[Aufgaben]:
1. Prüfe anhand des Texts über Robert Smith, ob diese Aussagen zutreffen: (a) Smith hat sein Haupthaar zwei Jahrzehnte lang malträtiert. (b) Ohne Fotograf oder Publikum in Sicht verwendet Smith heute Spray für sein Haar. (c) Smith sagt, sein Haar sei heute gesünder als je zuvor. Antworte jeweils mit Ja oder Nein und führe die entscheidenden Worte des Texts wörtlich an.
2. Zitiere aus dem Text über Robert Smith alles von „Zwei Dekaden Finsternis“ bis hinunter zu „ME/Sounds durch Hamburg.“.

--- Textabschnitt ---

Zwanzig Jahre übernächtigt


Zwei Dekaden Finsternis zehren an den Kräften. Robert Smith hat dunkle Säcke unter den Augen, das stärkste Cure-Album seit zehn Jahren in der Tasche und zieht Montagnacht mit ME/Sounds durch Hamburg.

Aus dem Schädel von Robert Smith spriesst Gestrüpp. Zwei Jahrzehnte lang hat dieser Mann sein Haupthaar malträtiert, mit Leidenschaft und Liebe, mit Sorgfalt und Besessenheit. Den „rituellen Aspekt“ der gnadenlosen Haarfolter lernte er zu schätzen, wie er sagt. Abend für Abend gärtnerte er in Künstlergarderoben an seinem verwilderten Bewuchs. Dabei scheint sich bei oberflächlicher Betrachtung das Ausmaß der Schäden in Grenzen zu halten. Je tiefer man allerdings zur Haut vorstößt, desto radikaler ändert sich die Landschaft: Knoten und Filzsträhnen drücken aus den Poren, ausgedörrte Stränge kämpfen um Licht, wo keines ist. Hier unten auf para-intelligente Lebensformen zu stoßen, scheint mindestens plausibel. Trotzdem: „Mein Haar ist heute gesünder als je zuvor“, meint Robert Smith mit zögernder Vorsicht. Vielleicht hat er diesen Satz ja aus der Werbung. Dennoch, er scheint behutsamer geworden zu sein. Ist kein Fotograf oder Publikum in Sicht, dann lässt er heute längst nicht mehr alles an sein Haar. Keinen Kamm, kein Wachs, kein Spray, nicht mal einen Schnitt. „Wenn ich auf einen Drink losziehe, dann versuche ich nicht, meine Haare extra runterzustriegeln, um möglichst unauffällig zu sein. Aber ich versuche auch nicht, sie aufzutoupieren, um damit besonders aufzufallen. Ich sehe einfach aus, wie ich aussehe“, erklärt er und beisst ein bisschen auf den Fingernägeln herum.

--- Informationen ---

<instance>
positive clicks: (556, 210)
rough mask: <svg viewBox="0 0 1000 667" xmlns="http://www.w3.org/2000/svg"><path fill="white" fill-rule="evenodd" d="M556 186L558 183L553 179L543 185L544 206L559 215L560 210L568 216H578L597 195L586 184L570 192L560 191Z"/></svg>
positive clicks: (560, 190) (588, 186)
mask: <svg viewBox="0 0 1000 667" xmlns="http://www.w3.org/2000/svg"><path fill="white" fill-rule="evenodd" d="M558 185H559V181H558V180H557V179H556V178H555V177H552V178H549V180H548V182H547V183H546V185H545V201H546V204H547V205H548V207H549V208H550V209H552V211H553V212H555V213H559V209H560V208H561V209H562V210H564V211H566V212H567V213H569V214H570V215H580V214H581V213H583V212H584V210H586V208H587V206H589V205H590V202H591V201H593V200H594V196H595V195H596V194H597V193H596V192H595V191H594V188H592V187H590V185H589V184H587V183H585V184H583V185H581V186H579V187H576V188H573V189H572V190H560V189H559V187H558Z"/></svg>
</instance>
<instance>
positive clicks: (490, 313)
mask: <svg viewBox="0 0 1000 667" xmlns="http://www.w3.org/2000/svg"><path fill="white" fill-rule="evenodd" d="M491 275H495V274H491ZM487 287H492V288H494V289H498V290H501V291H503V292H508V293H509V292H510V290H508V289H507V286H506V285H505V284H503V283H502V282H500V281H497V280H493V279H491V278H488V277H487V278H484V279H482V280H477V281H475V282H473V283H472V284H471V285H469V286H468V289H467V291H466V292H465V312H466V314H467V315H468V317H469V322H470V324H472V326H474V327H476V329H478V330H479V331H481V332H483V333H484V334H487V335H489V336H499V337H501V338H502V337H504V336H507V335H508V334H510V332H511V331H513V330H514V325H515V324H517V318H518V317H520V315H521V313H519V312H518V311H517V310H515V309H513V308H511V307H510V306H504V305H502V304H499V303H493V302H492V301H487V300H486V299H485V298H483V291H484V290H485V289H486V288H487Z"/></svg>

---

[Antworten in Reihenfolge]:
1.
(a) Ja: „Zwei Jahrzehnte lang hat dieser Mann sein Haupthaar malträtiert“
(b) Nein: „Keinen Kamm, kein Wachs, kein Spray, nicht mal einen Schnitt.“
(c) Ja: „Mein Haar ist heute gesünder als je zuvor“

2.
Zwei Dekaden Finsternis zehren an den Kräften. Robert Smith hat dunkle Säcke unter den Augen, das stärkste Cure-Album seit zehn Jahren in der Tasche und zieht Montagnacht mit ME/Sounds durch Hamburg.